Task: The answer must consist of every line from the data that holds the string "like".

[Saved entries]
----------
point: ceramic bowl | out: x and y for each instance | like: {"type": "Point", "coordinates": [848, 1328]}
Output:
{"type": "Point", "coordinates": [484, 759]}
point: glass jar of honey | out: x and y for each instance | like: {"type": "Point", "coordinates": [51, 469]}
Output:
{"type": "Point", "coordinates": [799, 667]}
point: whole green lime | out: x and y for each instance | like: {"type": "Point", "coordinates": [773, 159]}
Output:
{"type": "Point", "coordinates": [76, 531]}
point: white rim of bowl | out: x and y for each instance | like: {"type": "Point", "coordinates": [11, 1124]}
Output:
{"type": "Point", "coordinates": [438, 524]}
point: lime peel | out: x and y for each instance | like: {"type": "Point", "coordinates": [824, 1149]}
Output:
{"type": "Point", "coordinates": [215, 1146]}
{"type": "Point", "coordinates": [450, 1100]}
----------
Response below:
point: ceramic bowl | out: x and y for each instance | like: {"type": "Point", "coordinates": [848, 1328]}
point: glass jar of honey | out: x and y for each instance | like: {"type": "Point", "coordinates": [51, 469]}
point: whole green lime | out: x and y for each instance | like: {"type": "Point", "coordinates": [773, 159]}
point: white rim of bowl | out: x and y for each instance | like: {"type": "Point", "coordinates": [11, 1124]}
point: lime peel | out: x and y for each instance | like: {"type": "Point", "coordinates": [824, 1149]}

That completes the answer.